◆ PROBLEMS AND TASKS:
**a.** Decide whether each statement agrees with the thesis abstract: (i) the thesis introduces two new diagnostics that operate on entanglement spectra; (ii) Kitaev's honeycomb model supports only long-range topological order; (iii) topological states of matter are robust to local deformations. For each, answer yes or no and quote the words from the abstract that decide it.
**b.** Write out the part of the thesis abstract that opens with the words containing "In particular, we" and closes with "by multi-partite systems.", copied word for word.

◆ EXCERPT PROVIDED:
Meichanetzidis, Konstantinos (2017) Diagnosing Topological Quantum Matter via Entanglement Patterns. PhD thesis, University of Leeds.
Abstract
Quantum matter involves the study of entanglement patterns in the ground states of many-body
systems. Of significant interest have recently been topological states of matter,
which exhibit characteristics only described globally. As such they are robust to local deformations.
In this thesis, we study inter-correlations of many-body states through the entanglement spectrum,
obtained by a bipartition of both topological and non-topological systems.
In particular, we introduce two novel diagnostics which operate on entanglement spectra.
For topological phases supporting edge states on open boundaries
we take a quantum-information inspired approach by invoking
the monogamy relations obeyed by multi-partite systems.
Within a strictly single-particle framework,
we establish a correspondence between highly entangled mode and the existence of edge states.
In the many-body context, we introduce the interaction distance
of a mixed state.
Exclusively via the entanglement spectrum it
determines how close a free-fermion state lies and what the emergent free quasiparticles are.
We apply these two measures to diagnose the properties of a variety of free and interacting fermionic topological systems and reinterpret their properties from a fresh point of view.
Our case studies revolve around Kitaev's honeycomb model,
which supports both short-range and long-range topological order,
constituting it thus relevant to both the monogamy qualifier and the interaction distance.
The possibility to diagnose whether a model has zero interacting distance or if it supports maximally entangled states provides central and compact information about the behaviour of complex quantum systems.

◆ EXTRACTED DATA:
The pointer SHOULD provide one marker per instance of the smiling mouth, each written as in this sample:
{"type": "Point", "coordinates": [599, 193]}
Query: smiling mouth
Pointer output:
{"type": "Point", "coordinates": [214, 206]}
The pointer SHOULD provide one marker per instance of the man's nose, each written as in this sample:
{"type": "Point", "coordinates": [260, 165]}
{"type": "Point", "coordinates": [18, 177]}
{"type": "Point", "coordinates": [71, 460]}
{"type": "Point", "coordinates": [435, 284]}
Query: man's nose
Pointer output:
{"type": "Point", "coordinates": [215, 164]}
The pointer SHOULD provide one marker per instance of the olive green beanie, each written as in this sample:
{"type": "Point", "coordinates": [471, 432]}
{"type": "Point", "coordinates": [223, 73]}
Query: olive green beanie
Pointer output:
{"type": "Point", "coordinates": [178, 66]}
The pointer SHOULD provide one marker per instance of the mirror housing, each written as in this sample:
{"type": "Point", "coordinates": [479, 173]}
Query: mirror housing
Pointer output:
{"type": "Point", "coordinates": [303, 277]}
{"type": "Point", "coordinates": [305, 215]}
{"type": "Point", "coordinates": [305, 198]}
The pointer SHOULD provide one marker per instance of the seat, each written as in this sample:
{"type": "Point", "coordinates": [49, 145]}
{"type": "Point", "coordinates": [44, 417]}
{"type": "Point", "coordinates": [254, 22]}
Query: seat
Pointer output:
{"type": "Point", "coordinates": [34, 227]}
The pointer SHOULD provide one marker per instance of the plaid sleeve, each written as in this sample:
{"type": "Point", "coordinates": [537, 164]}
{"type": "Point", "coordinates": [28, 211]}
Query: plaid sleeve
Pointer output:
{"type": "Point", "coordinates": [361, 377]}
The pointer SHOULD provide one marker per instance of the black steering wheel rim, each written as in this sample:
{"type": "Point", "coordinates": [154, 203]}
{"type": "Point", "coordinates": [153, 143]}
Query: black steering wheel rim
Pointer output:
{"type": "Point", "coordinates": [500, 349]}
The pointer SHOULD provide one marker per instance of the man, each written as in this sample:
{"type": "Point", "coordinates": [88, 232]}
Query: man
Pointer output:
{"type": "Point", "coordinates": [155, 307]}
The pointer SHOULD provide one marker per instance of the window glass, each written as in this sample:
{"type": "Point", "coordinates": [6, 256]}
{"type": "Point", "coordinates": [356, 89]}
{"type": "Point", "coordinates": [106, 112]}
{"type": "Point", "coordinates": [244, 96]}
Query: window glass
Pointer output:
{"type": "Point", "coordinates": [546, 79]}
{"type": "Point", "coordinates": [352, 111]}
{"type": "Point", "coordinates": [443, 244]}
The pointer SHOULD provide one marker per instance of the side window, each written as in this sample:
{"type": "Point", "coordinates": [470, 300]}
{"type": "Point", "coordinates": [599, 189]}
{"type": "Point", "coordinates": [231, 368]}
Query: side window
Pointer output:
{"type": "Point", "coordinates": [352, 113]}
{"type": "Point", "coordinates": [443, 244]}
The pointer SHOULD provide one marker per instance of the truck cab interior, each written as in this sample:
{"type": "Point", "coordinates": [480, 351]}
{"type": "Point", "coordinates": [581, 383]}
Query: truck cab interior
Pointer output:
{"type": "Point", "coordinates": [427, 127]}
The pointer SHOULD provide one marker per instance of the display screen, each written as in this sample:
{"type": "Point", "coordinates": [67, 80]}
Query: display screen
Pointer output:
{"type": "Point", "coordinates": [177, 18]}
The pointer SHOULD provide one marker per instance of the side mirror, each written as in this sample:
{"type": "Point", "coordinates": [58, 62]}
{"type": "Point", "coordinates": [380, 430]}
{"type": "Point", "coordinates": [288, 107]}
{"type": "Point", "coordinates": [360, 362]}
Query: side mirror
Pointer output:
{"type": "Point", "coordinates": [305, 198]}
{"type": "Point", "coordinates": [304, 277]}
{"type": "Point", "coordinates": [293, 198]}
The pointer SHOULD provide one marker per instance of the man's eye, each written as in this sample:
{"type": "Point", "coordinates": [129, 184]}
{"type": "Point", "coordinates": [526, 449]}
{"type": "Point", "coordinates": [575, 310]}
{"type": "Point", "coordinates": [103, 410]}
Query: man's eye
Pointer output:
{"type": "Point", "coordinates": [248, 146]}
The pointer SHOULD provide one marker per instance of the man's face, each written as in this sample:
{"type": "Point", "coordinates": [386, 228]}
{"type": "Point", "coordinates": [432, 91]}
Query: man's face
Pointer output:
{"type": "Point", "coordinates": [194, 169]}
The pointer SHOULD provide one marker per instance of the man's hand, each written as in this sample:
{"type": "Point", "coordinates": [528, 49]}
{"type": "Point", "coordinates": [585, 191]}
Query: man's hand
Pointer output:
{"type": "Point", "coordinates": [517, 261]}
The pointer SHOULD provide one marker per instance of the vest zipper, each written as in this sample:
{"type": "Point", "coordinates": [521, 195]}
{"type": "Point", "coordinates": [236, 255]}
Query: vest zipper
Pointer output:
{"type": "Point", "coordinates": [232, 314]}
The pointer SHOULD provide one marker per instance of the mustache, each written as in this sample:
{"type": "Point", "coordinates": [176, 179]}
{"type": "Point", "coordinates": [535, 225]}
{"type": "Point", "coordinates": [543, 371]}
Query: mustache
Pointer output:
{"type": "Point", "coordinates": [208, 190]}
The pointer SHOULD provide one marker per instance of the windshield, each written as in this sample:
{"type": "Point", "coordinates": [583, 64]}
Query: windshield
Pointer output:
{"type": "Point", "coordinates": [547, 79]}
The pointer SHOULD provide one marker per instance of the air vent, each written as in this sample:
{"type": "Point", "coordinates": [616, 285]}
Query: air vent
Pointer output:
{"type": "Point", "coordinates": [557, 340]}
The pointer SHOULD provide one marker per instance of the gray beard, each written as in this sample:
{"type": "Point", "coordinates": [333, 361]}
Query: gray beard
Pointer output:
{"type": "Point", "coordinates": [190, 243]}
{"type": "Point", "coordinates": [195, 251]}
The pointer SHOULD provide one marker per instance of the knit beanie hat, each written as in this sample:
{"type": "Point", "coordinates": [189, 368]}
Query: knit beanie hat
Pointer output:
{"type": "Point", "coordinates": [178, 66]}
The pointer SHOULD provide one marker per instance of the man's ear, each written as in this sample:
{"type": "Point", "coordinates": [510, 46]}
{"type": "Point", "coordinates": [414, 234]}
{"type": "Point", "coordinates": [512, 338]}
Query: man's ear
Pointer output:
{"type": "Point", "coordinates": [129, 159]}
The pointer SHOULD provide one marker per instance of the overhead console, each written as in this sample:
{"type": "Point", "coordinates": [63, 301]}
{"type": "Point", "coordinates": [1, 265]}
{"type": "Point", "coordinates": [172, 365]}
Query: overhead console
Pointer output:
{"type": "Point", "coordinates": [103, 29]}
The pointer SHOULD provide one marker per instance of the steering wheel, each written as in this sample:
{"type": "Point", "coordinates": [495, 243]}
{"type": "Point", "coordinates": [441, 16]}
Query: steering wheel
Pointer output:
* * *
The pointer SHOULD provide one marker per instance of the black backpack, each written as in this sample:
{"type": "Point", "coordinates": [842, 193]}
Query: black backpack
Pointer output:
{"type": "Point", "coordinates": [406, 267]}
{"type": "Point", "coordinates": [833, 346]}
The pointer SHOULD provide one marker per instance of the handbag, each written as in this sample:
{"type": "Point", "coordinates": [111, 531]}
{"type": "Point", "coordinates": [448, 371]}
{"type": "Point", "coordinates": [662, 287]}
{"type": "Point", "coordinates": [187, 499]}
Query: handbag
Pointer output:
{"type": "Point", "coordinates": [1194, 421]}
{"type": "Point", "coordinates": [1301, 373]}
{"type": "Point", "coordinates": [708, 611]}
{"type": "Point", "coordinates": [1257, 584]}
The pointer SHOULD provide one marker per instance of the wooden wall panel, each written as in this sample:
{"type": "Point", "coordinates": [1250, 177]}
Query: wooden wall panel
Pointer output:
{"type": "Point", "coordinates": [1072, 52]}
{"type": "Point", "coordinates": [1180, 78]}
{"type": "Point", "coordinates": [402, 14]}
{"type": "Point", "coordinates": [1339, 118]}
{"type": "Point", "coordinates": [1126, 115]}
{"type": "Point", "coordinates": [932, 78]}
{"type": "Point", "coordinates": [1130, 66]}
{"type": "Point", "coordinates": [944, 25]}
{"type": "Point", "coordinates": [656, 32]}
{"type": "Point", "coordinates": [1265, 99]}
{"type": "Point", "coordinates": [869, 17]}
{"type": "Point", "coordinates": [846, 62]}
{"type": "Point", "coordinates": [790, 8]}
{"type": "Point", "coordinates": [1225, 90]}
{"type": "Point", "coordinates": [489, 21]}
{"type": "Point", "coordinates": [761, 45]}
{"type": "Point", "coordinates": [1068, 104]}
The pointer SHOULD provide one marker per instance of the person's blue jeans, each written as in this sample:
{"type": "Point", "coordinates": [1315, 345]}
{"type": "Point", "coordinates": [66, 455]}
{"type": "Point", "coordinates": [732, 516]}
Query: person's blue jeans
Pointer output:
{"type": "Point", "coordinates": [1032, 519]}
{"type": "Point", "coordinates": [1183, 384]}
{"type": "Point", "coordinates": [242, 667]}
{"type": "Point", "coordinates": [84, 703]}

◆ ANSWERS TO THE TASKS:
**a.**
(i) Yes: "we introduce two novel diagnostics which operate on entanglement spectra."
(ii) No: "which supports both short-range and long-range topological order"
(iii) Yes: "As such they are robust to local deformations."

**b.**
In particular, we introduce two novel diagnostics which operate on entanglement spectra.
For topological phases supporting edge states on open boundaries
we take a quantum-information inspired approach by invoking
the monogamy relations obeyed by multi-partite systems.